> EXERCISE:
Pull out every row below that contains the string "area", copying each one in full. Treat case as significant.

> Lines of data:
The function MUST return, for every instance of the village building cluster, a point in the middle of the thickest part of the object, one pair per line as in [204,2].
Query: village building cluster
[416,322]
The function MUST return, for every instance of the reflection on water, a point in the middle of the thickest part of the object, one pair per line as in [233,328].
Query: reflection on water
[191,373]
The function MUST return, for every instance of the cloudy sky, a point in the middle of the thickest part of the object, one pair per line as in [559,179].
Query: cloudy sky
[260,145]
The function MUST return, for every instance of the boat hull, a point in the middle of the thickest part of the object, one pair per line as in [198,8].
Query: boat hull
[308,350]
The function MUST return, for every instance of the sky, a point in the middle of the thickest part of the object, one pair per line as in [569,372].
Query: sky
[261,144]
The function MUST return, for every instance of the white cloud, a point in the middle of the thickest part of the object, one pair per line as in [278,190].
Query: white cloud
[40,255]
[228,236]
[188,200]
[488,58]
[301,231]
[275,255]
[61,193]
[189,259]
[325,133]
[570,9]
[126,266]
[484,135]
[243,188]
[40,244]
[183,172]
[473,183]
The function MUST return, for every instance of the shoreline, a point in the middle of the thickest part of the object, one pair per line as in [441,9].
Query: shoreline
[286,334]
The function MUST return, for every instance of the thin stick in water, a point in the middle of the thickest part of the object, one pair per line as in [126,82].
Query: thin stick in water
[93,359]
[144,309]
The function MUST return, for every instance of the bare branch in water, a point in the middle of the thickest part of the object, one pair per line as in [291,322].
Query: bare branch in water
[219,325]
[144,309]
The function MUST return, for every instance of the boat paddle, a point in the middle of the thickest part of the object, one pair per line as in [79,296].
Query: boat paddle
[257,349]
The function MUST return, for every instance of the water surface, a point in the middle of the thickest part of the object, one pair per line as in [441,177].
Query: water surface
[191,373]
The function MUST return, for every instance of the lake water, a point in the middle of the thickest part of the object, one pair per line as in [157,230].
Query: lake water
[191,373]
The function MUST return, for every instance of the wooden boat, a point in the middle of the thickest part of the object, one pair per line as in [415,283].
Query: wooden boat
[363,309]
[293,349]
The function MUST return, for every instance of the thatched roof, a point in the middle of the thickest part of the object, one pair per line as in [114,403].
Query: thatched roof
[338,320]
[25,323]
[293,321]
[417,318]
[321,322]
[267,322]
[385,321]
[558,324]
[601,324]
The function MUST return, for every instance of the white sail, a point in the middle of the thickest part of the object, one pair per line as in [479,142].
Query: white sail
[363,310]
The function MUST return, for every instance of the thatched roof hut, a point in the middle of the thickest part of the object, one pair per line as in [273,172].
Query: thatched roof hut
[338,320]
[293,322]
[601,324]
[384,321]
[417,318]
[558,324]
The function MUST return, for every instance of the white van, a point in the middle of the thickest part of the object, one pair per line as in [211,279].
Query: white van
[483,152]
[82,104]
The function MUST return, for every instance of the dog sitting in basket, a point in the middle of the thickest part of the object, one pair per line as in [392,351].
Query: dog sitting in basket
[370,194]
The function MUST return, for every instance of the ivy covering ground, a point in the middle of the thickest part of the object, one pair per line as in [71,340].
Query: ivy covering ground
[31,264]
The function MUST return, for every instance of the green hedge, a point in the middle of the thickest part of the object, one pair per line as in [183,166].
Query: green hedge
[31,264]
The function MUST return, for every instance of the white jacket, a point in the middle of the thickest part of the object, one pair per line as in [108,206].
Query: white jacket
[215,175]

--

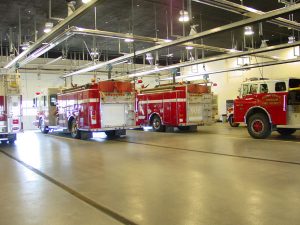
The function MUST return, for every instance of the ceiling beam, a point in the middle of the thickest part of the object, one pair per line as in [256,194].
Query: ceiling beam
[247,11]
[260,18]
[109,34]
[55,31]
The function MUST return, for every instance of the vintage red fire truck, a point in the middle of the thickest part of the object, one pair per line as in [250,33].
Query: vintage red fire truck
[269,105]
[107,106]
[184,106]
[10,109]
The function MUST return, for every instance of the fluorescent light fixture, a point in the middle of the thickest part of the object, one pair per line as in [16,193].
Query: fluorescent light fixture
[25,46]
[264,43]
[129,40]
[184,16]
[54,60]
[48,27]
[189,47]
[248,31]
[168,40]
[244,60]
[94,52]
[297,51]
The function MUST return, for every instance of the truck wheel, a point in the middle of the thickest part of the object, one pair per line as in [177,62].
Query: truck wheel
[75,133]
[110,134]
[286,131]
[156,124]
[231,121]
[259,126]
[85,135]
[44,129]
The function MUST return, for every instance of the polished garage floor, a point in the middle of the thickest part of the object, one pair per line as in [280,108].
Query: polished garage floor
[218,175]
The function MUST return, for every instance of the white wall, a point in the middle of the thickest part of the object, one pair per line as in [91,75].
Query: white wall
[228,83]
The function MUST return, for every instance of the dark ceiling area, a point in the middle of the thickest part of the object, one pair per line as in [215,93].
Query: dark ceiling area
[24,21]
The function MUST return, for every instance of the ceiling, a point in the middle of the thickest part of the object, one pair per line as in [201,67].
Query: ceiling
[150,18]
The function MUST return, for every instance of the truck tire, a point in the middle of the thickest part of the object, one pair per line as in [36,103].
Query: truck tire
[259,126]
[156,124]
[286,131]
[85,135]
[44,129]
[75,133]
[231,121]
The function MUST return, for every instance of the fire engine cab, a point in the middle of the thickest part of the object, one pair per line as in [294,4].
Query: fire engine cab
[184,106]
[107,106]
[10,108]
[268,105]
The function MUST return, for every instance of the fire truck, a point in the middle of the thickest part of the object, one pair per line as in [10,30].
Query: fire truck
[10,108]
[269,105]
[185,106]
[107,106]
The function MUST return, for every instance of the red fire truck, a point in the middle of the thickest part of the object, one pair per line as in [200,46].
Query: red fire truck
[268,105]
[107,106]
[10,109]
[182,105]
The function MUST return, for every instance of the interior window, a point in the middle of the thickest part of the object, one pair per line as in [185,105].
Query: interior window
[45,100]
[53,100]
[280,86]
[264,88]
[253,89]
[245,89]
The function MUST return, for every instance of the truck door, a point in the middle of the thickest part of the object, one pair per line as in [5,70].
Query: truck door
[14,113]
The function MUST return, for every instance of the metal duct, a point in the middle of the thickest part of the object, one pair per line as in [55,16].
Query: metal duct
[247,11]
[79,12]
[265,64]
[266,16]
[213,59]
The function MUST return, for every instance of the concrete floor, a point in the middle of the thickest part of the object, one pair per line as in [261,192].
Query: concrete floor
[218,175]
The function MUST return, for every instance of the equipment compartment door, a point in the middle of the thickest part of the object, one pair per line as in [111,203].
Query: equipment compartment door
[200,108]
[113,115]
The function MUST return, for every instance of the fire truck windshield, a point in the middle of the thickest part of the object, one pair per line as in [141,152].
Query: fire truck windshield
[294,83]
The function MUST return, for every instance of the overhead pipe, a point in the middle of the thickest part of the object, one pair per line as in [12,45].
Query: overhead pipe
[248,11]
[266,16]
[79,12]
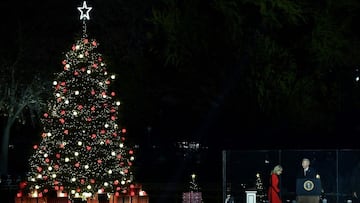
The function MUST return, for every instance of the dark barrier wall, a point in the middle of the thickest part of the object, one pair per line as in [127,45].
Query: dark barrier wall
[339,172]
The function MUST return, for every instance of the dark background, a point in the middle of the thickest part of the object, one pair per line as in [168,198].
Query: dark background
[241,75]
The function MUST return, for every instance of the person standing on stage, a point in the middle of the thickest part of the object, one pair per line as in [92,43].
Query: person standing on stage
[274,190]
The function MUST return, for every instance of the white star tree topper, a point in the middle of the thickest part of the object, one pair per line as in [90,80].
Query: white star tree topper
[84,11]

> ANSWER TO THE PROBLEM:
The function MUST return, for every instance of the dark ceiling area, a point in the middle of the thickest part of the object, one pair per line as in [215,93].
Query: dark ceiling area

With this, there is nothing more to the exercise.